RAW DATA
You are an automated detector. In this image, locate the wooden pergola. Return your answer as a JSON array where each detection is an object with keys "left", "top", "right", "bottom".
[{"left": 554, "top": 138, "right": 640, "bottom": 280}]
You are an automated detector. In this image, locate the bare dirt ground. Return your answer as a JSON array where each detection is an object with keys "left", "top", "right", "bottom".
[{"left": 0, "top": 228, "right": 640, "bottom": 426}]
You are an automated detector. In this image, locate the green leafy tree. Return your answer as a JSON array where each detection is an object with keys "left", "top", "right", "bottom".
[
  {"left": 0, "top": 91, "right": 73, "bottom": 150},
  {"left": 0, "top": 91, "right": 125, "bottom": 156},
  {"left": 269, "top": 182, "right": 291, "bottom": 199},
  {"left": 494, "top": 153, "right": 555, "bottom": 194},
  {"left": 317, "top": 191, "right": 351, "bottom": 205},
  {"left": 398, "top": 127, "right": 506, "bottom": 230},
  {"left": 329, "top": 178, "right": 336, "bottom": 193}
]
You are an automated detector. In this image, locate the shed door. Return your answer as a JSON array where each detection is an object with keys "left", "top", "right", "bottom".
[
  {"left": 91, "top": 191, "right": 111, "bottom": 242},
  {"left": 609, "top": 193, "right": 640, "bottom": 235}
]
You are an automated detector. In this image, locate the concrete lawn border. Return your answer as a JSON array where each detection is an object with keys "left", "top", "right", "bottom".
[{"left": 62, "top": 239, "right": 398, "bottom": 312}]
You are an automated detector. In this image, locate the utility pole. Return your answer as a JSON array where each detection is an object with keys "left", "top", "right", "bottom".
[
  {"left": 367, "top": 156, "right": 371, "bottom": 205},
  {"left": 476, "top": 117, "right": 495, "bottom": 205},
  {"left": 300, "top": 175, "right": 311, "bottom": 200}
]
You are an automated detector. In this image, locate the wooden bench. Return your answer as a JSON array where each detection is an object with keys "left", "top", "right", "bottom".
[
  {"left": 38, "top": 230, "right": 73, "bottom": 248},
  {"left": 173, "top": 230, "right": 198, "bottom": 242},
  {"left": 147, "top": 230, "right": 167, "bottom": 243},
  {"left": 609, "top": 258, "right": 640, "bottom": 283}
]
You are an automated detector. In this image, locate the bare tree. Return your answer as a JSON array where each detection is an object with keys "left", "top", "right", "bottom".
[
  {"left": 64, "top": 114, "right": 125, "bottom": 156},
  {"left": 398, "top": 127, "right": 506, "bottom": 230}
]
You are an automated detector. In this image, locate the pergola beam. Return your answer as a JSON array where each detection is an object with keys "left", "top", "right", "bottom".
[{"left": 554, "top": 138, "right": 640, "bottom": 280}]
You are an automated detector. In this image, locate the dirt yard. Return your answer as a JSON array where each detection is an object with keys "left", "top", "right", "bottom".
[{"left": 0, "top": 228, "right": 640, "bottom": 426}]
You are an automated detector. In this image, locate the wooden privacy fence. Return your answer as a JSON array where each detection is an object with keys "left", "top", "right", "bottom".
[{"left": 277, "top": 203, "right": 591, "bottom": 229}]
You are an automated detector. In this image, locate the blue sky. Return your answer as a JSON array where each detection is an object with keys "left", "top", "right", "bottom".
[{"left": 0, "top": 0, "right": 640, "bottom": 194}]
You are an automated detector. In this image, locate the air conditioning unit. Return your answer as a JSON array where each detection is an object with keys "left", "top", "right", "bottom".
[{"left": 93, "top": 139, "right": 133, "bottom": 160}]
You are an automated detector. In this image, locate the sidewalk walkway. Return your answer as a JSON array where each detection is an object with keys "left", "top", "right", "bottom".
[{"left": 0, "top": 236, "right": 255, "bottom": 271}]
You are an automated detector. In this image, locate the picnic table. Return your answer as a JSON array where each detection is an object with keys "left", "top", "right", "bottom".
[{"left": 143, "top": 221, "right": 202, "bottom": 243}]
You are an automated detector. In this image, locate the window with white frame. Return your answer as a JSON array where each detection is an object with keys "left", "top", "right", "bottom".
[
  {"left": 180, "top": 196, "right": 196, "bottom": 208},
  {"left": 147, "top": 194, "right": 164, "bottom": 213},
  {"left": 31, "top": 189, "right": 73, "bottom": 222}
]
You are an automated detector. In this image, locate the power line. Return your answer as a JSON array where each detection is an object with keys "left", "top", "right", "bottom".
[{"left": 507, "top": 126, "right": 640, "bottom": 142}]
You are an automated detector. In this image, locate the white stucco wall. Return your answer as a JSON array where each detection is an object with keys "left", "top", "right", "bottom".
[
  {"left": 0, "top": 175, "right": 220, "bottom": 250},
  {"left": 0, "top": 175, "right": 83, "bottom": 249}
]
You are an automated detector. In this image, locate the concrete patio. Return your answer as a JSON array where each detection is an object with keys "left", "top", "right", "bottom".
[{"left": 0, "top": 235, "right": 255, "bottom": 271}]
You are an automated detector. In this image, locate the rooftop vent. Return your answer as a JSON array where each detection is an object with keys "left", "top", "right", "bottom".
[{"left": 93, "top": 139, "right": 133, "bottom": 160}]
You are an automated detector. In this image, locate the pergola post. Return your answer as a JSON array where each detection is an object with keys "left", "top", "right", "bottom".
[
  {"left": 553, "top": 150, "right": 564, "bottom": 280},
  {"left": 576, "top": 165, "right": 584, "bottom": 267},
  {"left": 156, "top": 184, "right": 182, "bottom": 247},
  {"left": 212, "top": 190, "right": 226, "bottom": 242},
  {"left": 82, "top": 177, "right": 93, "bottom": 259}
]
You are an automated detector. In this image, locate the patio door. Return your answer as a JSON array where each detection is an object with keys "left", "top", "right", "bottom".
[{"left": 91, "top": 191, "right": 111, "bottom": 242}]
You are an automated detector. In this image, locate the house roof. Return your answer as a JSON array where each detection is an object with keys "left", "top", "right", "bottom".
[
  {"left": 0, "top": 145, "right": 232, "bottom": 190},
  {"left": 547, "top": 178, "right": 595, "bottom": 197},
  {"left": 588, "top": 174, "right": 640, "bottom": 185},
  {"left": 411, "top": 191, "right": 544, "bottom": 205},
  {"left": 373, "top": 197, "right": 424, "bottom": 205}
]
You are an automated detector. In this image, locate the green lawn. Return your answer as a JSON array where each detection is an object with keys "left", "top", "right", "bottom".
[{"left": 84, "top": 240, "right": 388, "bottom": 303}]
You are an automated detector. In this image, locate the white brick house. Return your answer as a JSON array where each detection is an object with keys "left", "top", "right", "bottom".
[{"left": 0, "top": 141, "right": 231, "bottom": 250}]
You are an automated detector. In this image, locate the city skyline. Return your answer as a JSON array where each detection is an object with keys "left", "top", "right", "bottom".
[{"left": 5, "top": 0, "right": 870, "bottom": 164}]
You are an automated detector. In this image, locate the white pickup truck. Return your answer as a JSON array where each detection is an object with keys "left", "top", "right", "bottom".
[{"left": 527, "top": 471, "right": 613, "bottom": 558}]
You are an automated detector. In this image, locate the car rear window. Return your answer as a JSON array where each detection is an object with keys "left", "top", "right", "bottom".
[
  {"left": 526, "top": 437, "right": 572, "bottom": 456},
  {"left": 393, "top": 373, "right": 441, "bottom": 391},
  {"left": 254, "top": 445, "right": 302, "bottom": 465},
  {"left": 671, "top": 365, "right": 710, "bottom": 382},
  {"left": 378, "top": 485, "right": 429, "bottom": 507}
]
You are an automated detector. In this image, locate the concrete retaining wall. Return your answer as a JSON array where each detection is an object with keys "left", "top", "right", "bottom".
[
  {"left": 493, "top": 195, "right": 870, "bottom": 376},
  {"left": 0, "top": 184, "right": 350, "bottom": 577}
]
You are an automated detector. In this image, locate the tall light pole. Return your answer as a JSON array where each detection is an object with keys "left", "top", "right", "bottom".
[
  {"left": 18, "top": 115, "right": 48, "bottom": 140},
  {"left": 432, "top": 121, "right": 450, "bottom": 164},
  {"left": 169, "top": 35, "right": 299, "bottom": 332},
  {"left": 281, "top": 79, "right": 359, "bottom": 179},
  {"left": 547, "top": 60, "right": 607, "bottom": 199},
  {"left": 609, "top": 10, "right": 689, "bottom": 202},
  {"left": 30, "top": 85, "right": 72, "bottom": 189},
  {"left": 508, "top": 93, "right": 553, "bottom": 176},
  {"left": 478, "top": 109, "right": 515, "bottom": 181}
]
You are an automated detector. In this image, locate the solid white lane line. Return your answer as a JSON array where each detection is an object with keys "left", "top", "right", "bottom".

---

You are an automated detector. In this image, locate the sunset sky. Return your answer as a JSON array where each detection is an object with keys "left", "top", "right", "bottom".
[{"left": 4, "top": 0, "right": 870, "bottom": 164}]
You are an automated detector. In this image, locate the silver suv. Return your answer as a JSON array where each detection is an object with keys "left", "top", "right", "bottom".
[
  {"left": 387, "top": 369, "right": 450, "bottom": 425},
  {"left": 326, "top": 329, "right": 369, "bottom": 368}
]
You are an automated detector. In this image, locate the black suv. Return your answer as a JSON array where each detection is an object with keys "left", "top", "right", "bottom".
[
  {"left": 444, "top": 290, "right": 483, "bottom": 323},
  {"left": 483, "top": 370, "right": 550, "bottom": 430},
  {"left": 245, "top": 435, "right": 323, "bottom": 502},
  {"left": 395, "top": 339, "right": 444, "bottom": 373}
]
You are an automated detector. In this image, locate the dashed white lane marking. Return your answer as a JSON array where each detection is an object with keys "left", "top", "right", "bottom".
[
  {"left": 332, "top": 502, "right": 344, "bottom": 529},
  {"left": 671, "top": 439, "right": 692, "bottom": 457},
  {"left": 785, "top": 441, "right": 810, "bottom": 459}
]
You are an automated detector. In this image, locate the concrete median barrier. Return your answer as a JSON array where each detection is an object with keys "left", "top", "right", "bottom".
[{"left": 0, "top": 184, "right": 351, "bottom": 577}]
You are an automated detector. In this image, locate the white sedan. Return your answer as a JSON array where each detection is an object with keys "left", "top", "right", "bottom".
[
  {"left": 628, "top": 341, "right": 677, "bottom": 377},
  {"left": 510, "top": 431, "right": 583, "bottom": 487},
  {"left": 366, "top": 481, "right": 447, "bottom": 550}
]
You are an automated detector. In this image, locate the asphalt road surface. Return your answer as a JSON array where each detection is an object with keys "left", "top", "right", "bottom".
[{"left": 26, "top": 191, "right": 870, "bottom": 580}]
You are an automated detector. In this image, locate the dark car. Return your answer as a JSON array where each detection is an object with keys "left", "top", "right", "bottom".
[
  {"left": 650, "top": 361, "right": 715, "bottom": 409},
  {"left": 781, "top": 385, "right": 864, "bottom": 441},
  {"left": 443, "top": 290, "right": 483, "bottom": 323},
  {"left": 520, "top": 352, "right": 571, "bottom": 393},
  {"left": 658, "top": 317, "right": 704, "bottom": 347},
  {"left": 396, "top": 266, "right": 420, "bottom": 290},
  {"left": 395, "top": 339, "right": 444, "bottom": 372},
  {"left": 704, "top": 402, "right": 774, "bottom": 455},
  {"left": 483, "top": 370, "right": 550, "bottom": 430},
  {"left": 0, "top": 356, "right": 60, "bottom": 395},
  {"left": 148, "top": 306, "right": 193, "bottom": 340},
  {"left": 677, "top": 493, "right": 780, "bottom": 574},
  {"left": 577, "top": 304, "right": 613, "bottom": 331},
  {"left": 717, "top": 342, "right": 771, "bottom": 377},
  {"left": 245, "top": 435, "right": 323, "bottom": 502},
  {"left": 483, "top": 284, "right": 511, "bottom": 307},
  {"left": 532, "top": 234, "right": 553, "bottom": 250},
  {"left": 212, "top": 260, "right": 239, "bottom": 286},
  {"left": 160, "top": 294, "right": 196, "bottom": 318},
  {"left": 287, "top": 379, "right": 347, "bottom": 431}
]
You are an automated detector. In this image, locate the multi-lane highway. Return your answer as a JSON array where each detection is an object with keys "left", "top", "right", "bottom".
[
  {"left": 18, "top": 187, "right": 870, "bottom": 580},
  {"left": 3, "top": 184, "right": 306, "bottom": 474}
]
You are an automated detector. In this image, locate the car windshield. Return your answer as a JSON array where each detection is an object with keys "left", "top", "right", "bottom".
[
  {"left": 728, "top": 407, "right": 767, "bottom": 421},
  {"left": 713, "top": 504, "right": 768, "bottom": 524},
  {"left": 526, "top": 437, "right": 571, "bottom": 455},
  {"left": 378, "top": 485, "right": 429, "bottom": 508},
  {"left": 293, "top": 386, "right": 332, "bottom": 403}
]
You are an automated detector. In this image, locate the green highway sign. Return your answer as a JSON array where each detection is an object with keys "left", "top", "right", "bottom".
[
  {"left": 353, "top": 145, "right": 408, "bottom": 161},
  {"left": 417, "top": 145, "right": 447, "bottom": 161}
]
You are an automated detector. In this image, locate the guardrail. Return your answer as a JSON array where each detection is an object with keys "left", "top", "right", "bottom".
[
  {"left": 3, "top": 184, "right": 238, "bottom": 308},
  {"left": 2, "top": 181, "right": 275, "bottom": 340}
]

WHAT YOU NEED TO DO
How many lines in the data above contain the string "pole"? Case matters. Reply with the number only.

RESULT
2